GIVEN EXERCISE: Recast the lines of the rows, starting with the line that contains "trace the outline of every instance of the loudspeaker" and continuing through the end of the rows, as a JSON list of strings with one string per line and blank lines omitted.

[Data rows]
▶

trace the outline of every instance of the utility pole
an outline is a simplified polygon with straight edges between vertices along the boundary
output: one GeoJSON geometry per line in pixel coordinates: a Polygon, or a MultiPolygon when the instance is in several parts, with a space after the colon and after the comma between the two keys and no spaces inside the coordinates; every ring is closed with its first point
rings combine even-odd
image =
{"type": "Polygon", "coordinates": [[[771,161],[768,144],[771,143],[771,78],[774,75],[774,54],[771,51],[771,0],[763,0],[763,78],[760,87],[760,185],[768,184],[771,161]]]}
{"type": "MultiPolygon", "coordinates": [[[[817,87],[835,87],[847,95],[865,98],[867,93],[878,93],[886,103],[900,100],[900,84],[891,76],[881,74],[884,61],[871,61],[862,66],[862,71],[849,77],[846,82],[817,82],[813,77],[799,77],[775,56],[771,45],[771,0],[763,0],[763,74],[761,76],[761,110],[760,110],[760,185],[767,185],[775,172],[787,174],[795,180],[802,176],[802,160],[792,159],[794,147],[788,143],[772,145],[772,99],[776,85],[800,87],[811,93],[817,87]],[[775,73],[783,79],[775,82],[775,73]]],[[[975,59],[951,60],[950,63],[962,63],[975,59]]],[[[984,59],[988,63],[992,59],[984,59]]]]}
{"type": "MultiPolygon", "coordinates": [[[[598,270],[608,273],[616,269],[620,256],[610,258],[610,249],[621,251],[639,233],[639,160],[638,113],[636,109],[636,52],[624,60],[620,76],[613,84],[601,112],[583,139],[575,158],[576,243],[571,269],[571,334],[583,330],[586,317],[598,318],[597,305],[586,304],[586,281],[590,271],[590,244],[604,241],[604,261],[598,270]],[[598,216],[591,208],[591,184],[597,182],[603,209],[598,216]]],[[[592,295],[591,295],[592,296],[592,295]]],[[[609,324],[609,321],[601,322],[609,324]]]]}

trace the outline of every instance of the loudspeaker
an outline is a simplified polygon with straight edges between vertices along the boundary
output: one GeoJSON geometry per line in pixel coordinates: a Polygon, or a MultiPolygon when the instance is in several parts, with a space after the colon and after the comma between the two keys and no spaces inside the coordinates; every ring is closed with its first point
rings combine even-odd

◀

CORRECT RESPONSE:
[
  "trace the outline of every instance of the loudspeaker",
  "an outline is a simplified polygon with straight edges between vertices along the boundary",
  "output: one GeoJSON geometry per line in pixel coordinates: a Polygon, or a MultiPolygon when the instance is in several parts, with a space after the colon and after the comma between the two keys and no spaces inside the coordinates; every ring is closed with its first point",
  "rings combine even-odd"
]